- _The data_:
────
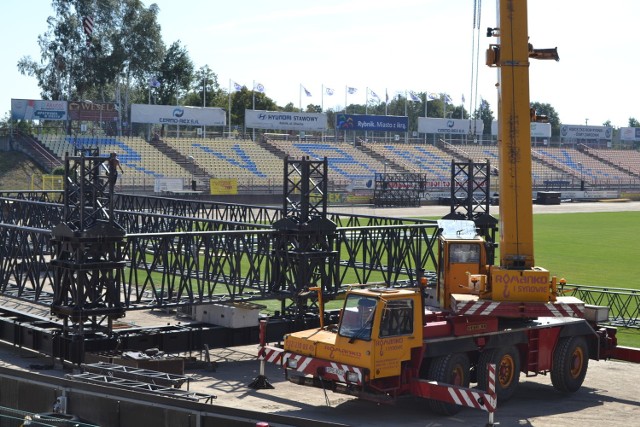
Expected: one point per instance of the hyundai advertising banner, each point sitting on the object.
(538, 130)
(279, 120)
(31, 109)
(586, 132)
(93, 111)
(372, 123)
(450, 126)
(171, 115)
(630, 134)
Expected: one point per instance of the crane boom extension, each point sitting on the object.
(516, 278)
(514, 138)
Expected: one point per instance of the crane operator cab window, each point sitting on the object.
(464, 253)
(357, 317)
(397, 318)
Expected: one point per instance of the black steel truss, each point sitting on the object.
(398, 189)
(87, 259)
(471, 199)
(221, 261)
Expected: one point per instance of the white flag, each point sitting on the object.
(413, 97)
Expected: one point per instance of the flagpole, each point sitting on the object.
(406, 134)
(345, 99)
(425, 114)
(204, 103)
(366, 101)
(366, 108)
(229, 135)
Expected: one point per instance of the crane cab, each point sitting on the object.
(462, 260)
(378, 330)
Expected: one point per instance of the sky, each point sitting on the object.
(380, 46)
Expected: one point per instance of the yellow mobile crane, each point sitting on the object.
(389, 342)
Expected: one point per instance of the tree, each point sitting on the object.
(552, 116)
(125, 35)
(244, 99)
(175, 74)
(211, 95)
(485, 114)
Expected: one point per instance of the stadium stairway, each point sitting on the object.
(392, 164)
(199, 174)
(37, 151)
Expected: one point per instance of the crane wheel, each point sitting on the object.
(450, 369)
(570, 363)
(507, 361)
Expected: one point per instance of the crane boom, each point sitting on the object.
(516, 278)
(514, 138)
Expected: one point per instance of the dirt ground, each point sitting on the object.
(436, 210)
(610, 394)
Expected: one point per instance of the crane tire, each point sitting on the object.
(507, 361)
(450, 369)
(570, 363)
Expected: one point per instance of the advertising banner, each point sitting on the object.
(30, 109)
(162, 185)
(278, 120)
(450, 126)
(184, 116)
(221, 187)
(630, 134)
(93, 111)
(586, 132)
(538, 130)
(372, 123)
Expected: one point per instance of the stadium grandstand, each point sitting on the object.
(257, 166)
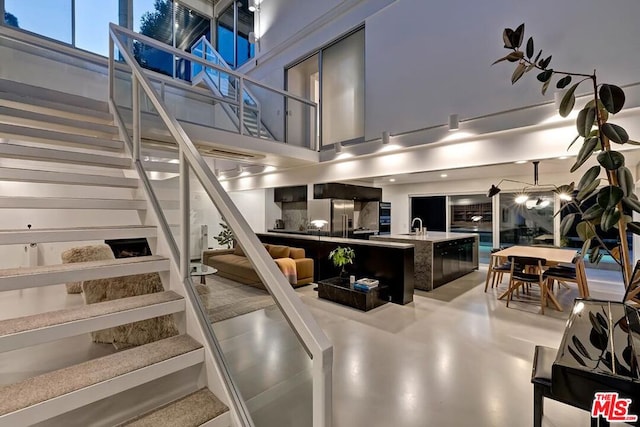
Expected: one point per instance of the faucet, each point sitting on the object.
(420, 222)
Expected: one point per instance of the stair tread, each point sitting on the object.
(23, 117)
(58, 268)
(30, 133)
(87, 311)
(73, 234)
(70, 203)
(190, 411)
(70, 178)
(10, 150)
(102, 227)
(63, 381)
(35, 104)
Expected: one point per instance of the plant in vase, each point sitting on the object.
(341, 257)
(598, 209)
(225, 237)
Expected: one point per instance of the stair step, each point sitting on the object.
(39, 398)
(23, 133)
(16, 151)
(150, 166)
(75, 234)
(53, 177)
(13, 100)
(70, 203)
(190, 411)
(45, 275)
(46, 94)
(21, 117)
(44, 327)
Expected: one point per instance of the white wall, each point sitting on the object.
(399, 195)
(426, 60)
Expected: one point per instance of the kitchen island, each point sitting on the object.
(439, 257)
(389, 262)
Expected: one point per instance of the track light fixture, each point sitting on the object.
(385, 137)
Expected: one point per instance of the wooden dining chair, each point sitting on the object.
(573, 273)
(525, 271)
(497, 268)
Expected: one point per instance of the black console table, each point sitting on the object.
(338, 290)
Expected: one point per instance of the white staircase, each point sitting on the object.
(63, 169)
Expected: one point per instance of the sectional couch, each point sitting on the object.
(234, 265)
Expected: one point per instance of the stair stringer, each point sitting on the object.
(189, 322)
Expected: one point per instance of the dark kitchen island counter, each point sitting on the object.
(389, 262)
(439, 257)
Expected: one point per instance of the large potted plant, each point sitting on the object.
(341, 257)
(606, 204)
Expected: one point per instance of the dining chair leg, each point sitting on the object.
(490, 274)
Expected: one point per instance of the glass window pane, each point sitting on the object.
(225, 36)
(154, 18)
(343, 90)
(49, 18)
(92, 24)
(189, 28)
(527, 223)
(473, 214)
(610, 238)
(245, 26)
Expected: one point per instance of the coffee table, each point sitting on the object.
(202, 270)
(338, 290)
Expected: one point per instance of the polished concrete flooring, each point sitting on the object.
(455, 356)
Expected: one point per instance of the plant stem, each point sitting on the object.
(612, 177)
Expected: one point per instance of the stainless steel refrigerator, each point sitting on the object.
(338, 214)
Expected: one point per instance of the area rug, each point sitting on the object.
(224, 298)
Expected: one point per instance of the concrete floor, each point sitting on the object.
(456, 356)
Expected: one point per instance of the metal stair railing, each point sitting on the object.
(312, 338)
(221, 86)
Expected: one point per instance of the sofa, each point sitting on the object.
(233, 264)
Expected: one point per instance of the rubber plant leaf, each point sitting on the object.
(611, 160)
(615, 133)
(586, 119)
(612, 97)
(568, 101)
(566, 224)
(610, 196)
(625, 180)
(585, 152)
(588, 177)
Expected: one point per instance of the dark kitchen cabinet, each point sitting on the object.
(452, 259)
(290, 194)
(336, 190)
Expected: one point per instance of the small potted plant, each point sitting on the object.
(341, 257)
(225, 237)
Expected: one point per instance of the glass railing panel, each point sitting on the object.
(271, 110)
(301, 122)
(269, 365)
(122, 96)
(160, 159)
(269, 362)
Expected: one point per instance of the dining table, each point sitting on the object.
(554, 256)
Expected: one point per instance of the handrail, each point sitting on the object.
(215, 79)
(210, 50)
(295, 312)
(186, 55)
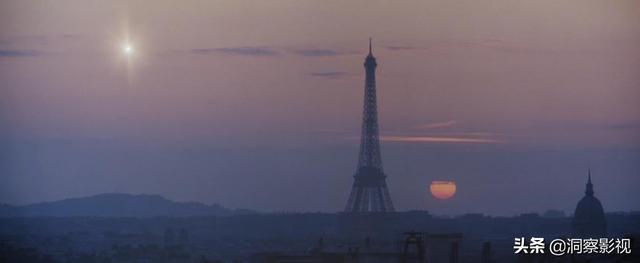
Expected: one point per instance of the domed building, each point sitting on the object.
(588, 219)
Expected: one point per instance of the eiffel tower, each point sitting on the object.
(369, 192)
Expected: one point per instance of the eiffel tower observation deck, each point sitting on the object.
(369, 192)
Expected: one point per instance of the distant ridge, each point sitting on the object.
(118, 205)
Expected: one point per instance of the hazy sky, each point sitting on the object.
(257, 104)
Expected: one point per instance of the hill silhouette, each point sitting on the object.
(118, 205)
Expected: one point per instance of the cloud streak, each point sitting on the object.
(440, 139)
(242, 51)
(329, 74)
(437, 125)
(18, 53)
(318, 52)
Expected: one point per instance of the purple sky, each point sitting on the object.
(257, 104)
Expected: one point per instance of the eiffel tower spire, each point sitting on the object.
(369, 192)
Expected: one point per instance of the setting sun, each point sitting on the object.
(443, 189)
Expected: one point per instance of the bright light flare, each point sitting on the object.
(127, 49)
(443, 189)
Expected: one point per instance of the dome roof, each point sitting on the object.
(588, 219)
(589, 208)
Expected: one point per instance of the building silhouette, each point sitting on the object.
(369, 192)
(588, 219)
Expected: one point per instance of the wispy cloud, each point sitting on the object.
(440, 139)
(329, 74)
(16, 53)
(242, 51)
(437, 125)
(490, 44)
(318, 52)
(404, 48)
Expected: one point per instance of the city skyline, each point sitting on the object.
(508, 105)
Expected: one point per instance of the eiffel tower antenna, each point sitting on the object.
(369, 192)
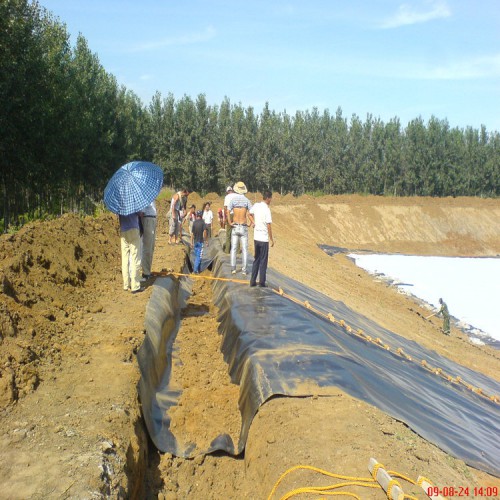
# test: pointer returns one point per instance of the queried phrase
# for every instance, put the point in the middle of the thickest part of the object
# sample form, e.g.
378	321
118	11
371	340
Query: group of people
239	215
137	236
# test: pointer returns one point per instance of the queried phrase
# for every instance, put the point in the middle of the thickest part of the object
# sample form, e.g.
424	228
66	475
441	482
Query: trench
275	347
204	400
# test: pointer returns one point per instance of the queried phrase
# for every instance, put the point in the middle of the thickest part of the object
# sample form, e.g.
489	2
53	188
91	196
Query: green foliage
67	126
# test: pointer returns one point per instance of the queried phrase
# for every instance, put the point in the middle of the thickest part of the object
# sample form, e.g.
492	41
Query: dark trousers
198	253
259	267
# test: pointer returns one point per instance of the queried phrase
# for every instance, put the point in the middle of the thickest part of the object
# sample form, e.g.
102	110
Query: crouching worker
198	236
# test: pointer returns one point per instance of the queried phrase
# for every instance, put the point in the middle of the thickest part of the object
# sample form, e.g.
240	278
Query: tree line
66	126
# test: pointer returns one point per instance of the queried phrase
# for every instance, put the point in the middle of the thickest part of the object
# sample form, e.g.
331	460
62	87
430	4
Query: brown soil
70	419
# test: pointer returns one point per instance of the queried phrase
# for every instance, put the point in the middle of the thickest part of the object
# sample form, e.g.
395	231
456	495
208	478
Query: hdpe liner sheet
276	347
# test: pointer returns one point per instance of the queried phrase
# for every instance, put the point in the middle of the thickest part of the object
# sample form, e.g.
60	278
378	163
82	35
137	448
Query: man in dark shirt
443	310
198	235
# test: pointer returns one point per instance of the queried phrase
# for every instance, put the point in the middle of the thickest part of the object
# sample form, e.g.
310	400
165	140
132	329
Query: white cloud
408	14
466	69
188	39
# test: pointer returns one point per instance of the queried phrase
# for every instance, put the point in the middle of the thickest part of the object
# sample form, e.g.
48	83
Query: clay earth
70	418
────
Starting at the line that contains "Query: hdpe liner sheet", output every remaining line of the data exactly, and stop after the last one.

Query: hdpe liner sheet
276	347
# test: pointer returns one point per instance of the queried phrase
# for every instance, put the point in the middle of the thickest part of the object
# sample form, e.g.
60	278
378	163
82	35
137	448
Query: man in dark shirt
443	310
198	235
# test: pointer returns one point per instance of the queried phrase
# for every instance, put the point in the middle of the thickest part of the object
# sample form, e.g.
310	400
165	140
132	329
Query: white cloud
408	14
466	69
188	39
# test: pointer returns one point per instance of the queried phrase
# for every instance, put the point in the middle of the thickest part of the object
# sample form, e.g.
48	83
Query: clay earth
70	418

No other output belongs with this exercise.